## [Page extract]
== Segment start ==
Coles (ASX: COL) has delivered a pithy half-year result as the company cycles through elevated sales and volatile business conditions. Coles stock was flat as the market opened, now 3.3% higher.
Financials at a glance
Revenue of $20.6bn, up 1%
Net profit of $549m, down -2%
Interim dividend of 33 cents per share, flat on last year
The profit figure beat Bloomberg estimates of $506m and Bell Potter forecasts of $538.4m.
Coles achieved comparable supermarket sales growth of 1.5% for the first-half, cycling the elevated 7.2% sales growth from the first-half of FY21.
Coles experienced elevated sales in the first quarter and in the early part of the second quarter as a result of lockdowns across NSW, ACT and Victoria.
Sales again increased in the lead up to Christmas as families celebrated the holidays together.
Coles incurred covid-related costs of approximately $150m, up from $105m in the previous period.
The company exhibited solid cost control, with gross margins improving 20 basis points to 26.1%.
== Segment end ==
## [Given records]
== Segment start ==
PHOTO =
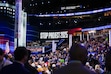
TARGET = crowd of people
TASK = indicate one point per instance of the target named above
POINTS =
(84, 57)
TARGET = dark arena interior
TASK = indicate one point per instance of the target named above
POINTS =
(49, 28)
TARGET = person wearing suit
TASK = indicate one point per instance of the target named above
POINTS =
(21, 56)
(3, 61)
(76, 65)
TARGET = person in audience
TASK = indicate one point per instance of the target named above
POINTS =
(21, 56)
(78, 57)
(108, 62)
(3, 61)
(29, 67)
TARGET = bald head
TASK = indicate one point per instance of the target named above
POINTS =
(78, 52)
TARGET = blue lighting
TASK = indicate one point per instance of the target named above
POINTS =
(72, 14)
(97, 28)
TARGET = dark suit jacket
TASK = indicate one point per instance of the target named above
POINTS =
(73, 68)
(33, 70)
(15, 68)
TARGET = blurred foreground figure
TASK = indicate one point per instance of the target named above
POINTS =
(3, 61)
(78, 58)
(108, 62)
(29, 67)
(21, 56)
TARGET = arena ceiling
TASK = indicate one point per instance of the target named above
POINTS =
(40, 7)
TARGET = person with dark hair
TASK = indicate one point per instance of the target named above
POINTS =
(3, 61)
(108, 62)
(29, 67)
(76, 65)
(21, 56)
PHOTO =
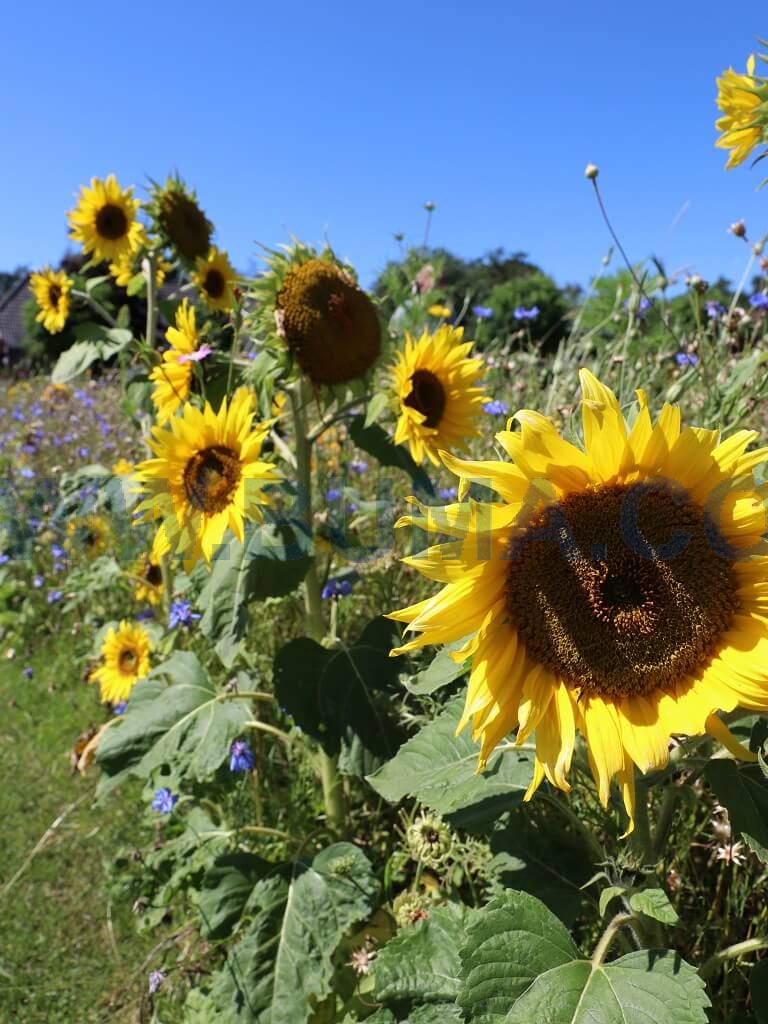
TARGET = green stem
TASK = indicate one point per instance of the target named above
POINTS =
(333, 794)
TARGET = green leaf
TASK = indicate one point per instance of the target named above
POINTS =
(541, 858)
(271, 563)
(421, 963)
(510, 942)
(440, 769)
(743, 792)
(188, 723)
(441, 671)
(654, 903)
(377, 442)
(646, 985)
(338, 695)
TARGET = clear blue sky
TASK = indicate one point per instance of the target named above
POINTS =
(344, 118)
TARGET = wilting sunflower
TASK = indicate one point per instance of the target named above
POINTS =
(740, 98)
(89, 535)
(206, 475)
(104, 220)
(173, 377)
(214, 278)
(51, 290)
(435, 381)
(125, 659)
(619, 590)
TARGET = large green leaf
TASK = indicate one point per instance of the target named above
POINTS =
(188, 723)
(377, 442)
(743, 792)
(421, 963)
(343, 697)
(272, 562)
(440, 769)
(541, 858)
== Segment end ==
## [Explore the material]
1 > Rewrite everything from "Financials at a" down to "forecasts of $538.4m." in the Coles half-year result article, substituting "Turnover" for "Revenue".
2 > In the Coles half-year result article, condense the paragraph beginning "Coles achieved comparable supermarket sales growth" into a single shorter sentence that retains its main figures.
3 > Write the next few sentences of the article on Coles' half-year result, picking up after its final sentence.

## [Results of the exercise]
1 >
Financials at a glance
Turnover of $20.6bn, up 1%
Net profit of $549m, down -2%
Interim dividend of 33 cents per share, flat on last year
The profit figure beat Bloomberg estimates of $506m and Bell Potter forecasts of $538.4m.

2 > Comparable supermarket sales rose 1.5% in the first half, against elevated 7.2% growth in the first half of FY21.

3 >
Coles said that supply chain and loss prevention initiatives partially offset covid costs in the first half.
Coles said the spread of omicron elevated supermarket sales in early January, before moderating later that month.
The company flagged a "significant variation" in sales performance between states and store locations, as a result of covid and floods in South Australia.
Ord Minnett reiterated a Hold rating with a $17.80 target price (circa 3% upside).
Ord Minnett's initial impression was that both earnings and dividends were head of forecasts.
Coles exhibited encouraging cost control alongside a lower full-year capital expenditure program.